- Available records
= = = = =

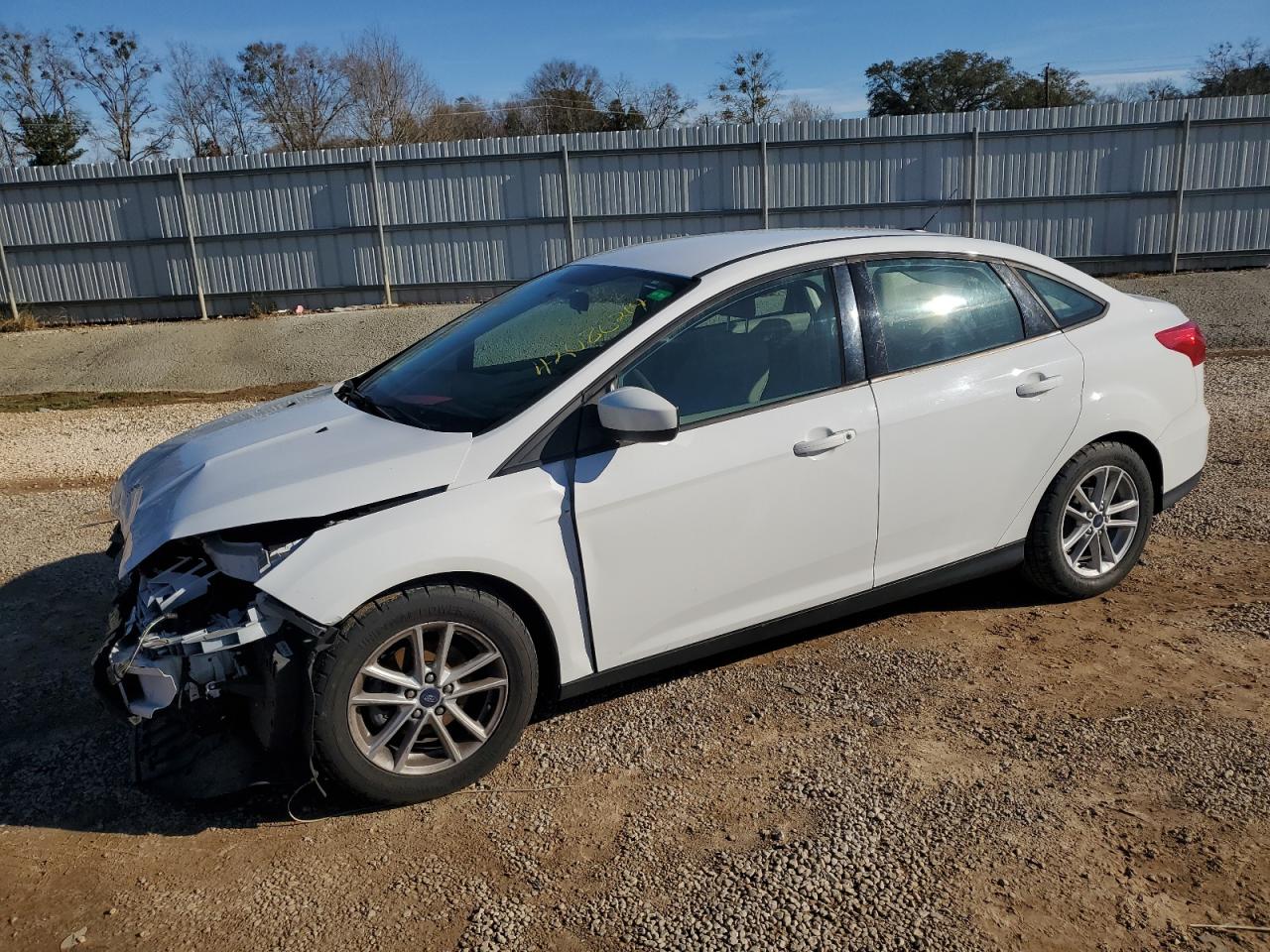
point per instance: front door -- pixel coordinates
(762, 506)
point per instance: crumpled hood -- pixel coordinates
(309, 454)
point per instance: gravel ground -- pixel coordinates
(85, 447)
(226, 354)
(971, 770)
(1232, 307)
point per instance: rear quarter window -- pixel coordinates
(1069, 304)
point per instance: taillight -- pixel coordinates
(1185, 339)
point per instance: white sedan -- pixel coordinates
(631, 461)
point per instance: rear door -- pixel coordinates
(766, 500)
(974, 404)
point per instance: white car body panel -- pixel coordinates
(303, 456)
(767, 534)
(1132, 385)
(724, 527)
(961, 449)
(516, 529)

= = = = =

- Work task
Lines from the one containing "point per instance: white car" to the last line above, both included: copy these exactly and write nothing else.

- Exercise output
point per instance: white car body panel -- pixel coordinates
(303, 456)
(767, 534)
(1132, 385)
(724, 527)
(961, 449)
(516, 529)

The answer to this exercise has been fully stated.